Reproduce word for word the stretch of the listing below from the line containing "of the helmet" through the end of the listing, including both of those lines.

*RECORDS SHOWN*.

┏━━

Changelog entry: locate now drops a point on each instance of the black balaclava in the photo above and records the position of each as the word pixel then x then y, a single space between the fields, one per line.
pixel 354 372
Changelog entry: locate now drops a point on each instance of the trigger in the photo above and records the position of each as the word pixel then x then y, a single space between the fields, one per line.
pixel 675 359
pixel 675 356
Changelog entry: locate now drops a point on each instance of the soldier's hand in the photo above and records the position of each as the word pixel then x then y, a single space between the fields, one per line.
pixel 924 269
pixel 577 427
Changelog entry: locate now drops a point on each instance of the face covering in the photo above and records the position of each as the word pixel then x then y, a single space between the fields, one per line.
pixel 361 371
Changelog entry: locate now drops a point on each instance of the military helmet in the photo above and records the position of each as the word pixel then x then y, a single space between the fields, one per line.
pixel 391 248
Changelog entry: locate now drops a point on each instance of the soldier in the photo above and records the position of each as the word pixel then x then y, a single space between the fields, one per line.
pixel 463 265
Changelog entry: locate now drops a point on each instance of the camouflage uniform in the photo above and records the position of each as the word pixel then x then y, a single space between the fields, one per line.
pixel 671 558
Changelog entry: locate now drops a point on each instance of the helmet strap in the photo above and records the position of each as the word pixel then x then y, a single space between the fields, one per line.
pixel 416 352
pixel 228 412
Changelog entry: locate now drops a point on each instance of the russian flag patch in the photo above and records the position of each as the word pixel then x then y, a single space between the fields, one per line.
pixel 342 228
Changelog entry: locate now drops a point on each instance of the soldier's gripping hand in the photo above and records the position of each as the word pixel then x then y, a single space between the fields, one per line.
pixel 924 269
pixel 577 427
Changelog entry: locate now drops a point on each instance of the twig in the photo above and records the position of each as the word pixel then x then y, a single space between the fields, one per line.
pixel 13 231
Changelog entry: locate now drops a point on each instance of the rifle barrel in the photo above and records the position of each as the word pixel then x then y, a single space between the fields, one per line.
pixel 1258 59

┗━━

*THE SOLUTION*.
Changelog entry: locate now drops a point on each instance of the helmet strap in the photo above and records the position of each as the word pixel then x then y, a single space between the fields, one per line.
pixel 416 352
pixel 228 412
Changelog entry: locate now drops a point on each instance of the russian flag patch in the photo above and records the position of each as the word pixel then x then y, a single space between the fields, one per line.
pixel 342 228
Changelog entry: locate now drops a point on each instance of the soldier's gripping hand in the photo above and records the position of each as the word pixel then x then y, a single space between the fields, one per line.
pixel 924 269
pixel 577 427
Changelog entry: locate now drops a point on each instance of the twig in the photo above and records the position of each as the word pixel then x then y, a single space between the fields, one per line.
pixel 13 231
Changelog entry: locate now drops a point on each instance of the rifle barrel in the photo above and records the position of each as the word pixel then x then y, a single space between the fields, one per line.
pixel 1258 59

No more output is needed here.